Rewrite the entries below, changing "tree trunk" to "birch trunk" and leaving everything else unchanged.
______________________________
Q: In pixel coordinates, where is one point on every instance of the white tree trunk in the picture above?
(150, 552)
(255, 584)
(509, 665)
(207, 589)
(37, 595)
______________________________
(Finished exercise):
Q: In pixel coordinates, where is one point on every instance of the white birch trunk in the picture above?
(150, 552)
(255, 584)
(509, 665)
(207, 589)
(37, 595)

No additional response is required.